INSTRUCTIONS TO FOLLOW
Offset every coordinate in the answer boxes by 118, adding it to each number, and write out the lines from the one containing "I need to verify whether the orange flower appears" through the last line, requests included.

MATERIAL SHOWN
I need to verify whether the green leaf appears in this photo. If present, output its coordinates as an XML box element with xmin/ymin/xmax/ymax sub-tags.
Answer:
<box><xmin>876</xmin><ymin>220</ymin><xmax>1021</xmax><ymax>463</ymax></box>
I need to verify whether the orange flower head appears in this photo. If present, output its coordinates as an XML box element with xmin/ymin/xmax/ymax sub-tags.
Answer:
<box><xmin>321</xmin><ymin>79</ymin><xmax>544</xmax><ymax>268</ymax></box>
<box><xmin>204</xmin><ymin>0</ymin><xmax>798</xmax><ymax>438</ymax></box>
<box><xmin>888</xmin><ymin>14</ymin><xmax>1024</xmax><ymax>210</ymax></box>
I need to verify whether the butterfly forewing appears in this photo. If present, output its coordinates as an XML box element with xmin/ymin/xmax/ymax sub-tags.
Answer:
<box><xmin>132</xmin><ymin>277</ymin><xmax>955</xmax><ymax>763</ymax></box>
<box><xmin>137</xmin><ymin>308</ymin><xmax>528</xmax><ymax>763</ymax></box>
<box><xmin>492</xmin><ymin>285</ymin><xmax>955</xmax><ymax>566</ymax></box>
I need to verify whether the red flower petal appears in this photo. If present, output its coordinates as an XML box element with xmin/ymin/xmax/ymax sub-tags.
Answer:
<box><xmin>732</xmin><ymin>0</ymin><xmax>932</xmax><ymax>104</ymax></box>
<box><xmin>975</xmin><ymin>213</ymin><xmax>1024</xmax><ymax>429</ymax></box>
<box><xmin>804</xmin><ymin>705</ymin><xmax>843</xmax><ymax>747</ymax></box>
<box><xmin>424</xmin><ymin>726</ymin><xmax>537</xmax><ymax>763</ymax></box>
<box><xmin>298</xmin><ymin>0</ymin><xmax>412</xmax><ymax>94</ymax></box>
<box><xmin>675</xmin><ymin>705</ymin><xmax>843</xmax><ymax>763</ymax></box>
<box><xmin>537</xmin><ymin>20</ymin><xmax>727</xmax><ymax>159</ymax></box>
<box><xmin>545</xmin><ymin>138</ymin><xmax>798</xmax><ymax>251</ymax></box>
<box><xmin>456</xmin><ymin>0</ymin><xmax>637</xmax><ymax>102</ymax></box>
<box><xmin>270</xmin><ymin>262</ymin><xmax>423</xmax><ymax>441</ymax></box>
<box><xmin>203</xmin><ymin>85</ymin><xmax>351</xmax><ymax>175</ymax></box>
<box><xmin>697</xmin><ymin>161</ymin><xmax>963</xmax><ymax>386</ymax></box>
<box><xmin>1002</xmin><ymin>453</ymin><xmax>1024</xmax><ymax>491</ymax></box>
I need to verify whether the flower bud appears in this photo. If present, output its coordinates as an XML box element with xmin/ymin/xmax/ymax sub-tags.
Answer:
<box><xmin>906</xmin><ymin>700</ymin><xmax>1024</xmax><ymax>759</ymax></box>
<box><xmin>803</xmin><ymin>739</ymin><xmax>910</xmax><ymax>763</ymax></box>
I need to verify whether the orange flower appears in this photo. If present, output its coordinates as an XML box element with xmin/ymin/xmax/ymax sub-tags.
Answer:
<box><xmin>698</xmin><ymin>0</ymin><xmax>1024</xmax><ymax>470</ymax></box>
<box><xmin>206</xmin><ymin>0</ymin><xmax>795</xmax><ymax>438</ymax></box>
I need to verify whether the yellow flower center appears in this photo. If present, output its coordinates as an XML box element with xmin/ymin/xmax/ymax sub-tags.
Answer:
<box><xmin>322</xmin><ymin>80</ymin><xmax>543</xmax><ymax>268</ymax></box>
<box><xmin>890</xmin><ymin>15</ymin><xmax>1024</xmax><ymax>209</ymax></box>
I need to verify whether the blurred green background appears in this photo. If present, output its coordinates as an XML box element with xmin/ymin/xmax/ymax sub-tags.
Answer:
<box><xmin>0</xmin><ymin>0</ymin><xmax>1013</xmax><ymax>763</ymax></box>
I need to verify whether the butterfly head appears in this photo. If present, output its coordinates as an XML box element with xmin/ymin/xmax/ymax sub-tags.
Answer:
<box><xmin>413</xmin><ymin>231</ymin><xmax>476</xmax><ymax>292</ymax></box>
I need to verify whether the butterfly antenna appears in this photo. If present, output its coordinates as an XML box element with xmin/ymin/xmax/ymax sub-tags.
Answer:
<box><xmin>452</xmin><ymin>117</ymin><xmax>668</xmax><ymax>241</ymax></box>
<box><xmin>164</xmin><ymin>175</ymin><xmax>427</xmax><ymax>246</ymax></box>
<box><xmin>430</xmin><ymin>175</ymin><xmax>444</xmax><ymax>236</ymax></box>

PROBLEM SOLUTION
I need to verify whether the orange flower appears in this photo. If present, output its coordinates as an XML box element with xmin/ymin/xmax/ymax sub-tags.
Answer:
<box><xmin>816</xmin><ymin>118</ymin><xmax>1142</xmax><ymax>588</ymax></box>
<box><xmin>324</xmin><ymin>118</ymin><xmax>913</xmax><ymax>556</ymax></box>
I need to verify whether the yellow flower center appears in this photo. If present, output its coordinates as an XML box element with xmin/ymin/xmax/ymax sub-tags.
Answer:
<box><xmin>440</xmin><ymin>198</ymin><xmax>661</xmax><ymax>386</ymax></box>
<box><xmin>1008</xmin><ymin>133</ymin><xmax>1142</xmax><ymax>327</ymax></box>
I need to verify whether the blurred green background appears in this photo. If present, output its coordinates as an XML box element with xmin/ymin/xmax/ymax sub-tags.
Answer:
<box><xmin>118</xmin><ymin>118</ymin><xmax>1131</xmax><ymax>881</ymax></box>
I need to verify whether the butterfly head appears in this photo. If present, output its coordinates as an XML box element with xmin/ymin/xmax/ymax sub-tags.
Answer:
<box><xmin>531</xmin><ymin>349</ymin><xmax>594</xmax><ymax>410</ymax></box>
I need to verify whether the butterfly antenna appears in this photo. If present, output its coordinates as an XML box element with xmin/ymin/xmax/ymax sub-tags.
Answer:
<box><xmin>570</xmin><ymin>235</ymin><xmax>786</xmax><ymax>359</ymax></box>
<box><xmin>282</xmin><ymin>293</ymin><xmax>545</xmax><ymax>364</ymax></box>
<box><xmin>548</xmin><ymin>293</ymin><xmax>562</xmax><ymax>354</ymax></box>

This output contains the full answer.